◆ DATA SUPPLIED:

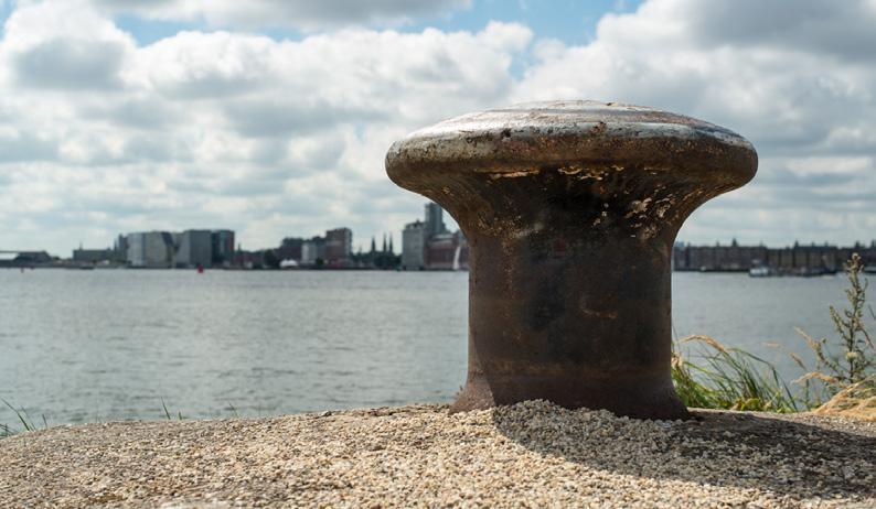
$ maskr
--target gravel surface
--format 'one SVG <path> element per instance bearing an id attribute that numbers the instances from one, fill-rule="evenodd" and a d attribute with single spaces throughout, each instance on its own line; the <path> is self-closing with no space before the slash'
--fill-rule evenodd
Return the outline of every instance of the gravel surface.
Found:
<path id="1" fill-rule="evenodd" d="M 0 507 L 876 507 L 876 423 L 531 401 L 117 422 L 0 440 Z"/>

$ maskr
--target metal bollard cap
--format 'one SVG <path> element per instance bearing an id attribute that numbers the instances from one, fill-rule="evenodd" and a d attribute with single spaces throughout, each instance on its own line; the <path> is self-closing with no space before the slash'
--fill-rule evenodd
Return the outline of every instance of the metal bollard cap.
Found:
<path id="1" fill-rule="evenodd" d="M 426 173 L 526 176 L 558 170 L 666 174 L 669 180 L 738 187 L 757 171 L 739 134 L 654 108 L 592 100 L 543 101 L 468 113 L 396 141 L 386 172 L 416 188 Z"/>

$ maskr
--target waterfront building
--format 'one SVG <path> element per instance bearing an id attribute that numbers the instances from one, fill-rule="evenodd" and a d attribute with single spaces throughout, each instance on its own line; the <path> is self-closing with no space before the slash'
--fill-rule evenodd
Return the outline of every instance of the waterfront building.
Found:
<path id="1" fill-rule="evenodd" d="M 444 209 L 440 205 L 434 202 L 429 202 L 426 204 L 425 208 L 425 229 L 426 229 L 426 239 L 431 239 L 438 235 L 447 234 L 447 227 L 445 226 L 444 221 Z"/>
<path id="2" fill-rule="evenodd" d="M 297 262 L 301 262 L 302 259 L 302 248 L 305 245 L 305 239 L 300 237 L 286 237 L 280 242 L 280 247 L 277 248 L 277 257 L 282 260 L 293 260 Z"/>
<path id="3" fill-rule="evenodd" d="M 115 249 L 79 249 L 73 250 L 73 261 L 76 263 L 97 264 L 110 262 L 116 259 Z"/>
<path id="4" fill-rule="evenodd" d="M 234 231 L 213 230 L 211 232 L 213 267 L 228 267 L 234 261 Z"/>
<path id="5" fill-rule="evenodd" d="M 213 266 L 213 234 L 210 230 L 185 230 L 174 242 L 175 266 L 179 268 L 211 268 Z"/>
<path id="6" fill-rule="evenodd" d="M 843 270 L 843 264 L 853 252 L 861 254 L 864 263 L 876 263 L 876 246 L 869 248 L 856 243 L 840 248 L 830 243 L 801 245 L 767 248 L 740 246 L 735 240 L 729 246 L 691 246 L 676 243 L 673 247 L 672 264 L 675 270 L 695 271 L 748 271 L 756 267 L 771 269 L 779 274 L 810 275 Z"/>
<path id="7" fill-rule="evenodd" d="M 421 270 L 426 268 L 426 224 L 416 220 L 405 225 L 402 230 L 402 269 Z"/>
<path id="8" fill-rule="evenodd" d="M 335 228 L 325 231 L 325 262 L 331 267 L 346 267 L 353 254 L 353 230 Z"/>
<path id="9" fill-rule="evenodd" d="M 145 231 L 128 235 L 127 260 L 131 267 L 169 269 L 173 267 L 175 245 L 168 231 Z"/>
<path id="10" fill-rule="evenodd" d="M 325 239 L 313 237 L 301 242 L 301 264 L 313 267 L 325 262 Z"/>

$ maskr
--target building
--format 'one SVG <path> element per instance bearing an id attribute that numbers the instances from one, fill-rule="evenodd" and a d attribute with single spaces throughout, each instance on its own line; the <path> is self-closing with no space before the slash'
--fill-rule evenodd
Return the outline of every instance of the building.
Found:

◆ CHALLENGE:
Reproduce the entries from their start up to and including the line containing "426 173 L 526", requests included, with every number in the found paths (ids and point coordinates alike) multiplied by 1.95 and rounded to the nearest whole number, halves rounded up. Leave the pictures out of your answer.

◆ SOLUTION FOR THIS EXERCISE:
$ maskr
--target gravel surface
--format 'one SVG <path> element per instance bearing an id attribute that numbers the instances from one, fill-rule="evenodd" and a d attribute with single spaces throughout, each instance on its own line; the <path> is self-closing with no space before the slash'
--fill-rule evenodd
Return the outline of every instance of the gravel surface.
Found:
<path id="2" fill-rule="evenodd" d="M 0 989 L 1708 989 L 1708 825 L 1035 782 L 228 823 L 0 858 Z"/>

$ maskr
--target metal bollard cap
--format 'one SVG <path> element per instance bearing an id attribute that numbers the instances from one, fill-rule="evenodd" and a d attribute with single spaces throughout, each instance on its own line; the <path> is self-closing with no space before the slash'
--fill-rule evenodd
Return the outline of every instance of the metal bollard cap.
Found:
<path id="2" fill-rule="evenodd" d="M 831 337 L 1026 343 L 1088 332 L 1299 339 L 1305 351 L 1439 365 L 1476 333 L 1441 261 L 1275 211 L 1154 195 L 1059 197 L 913 220 L 772 275 L 753 335 L 811 367 Z"/>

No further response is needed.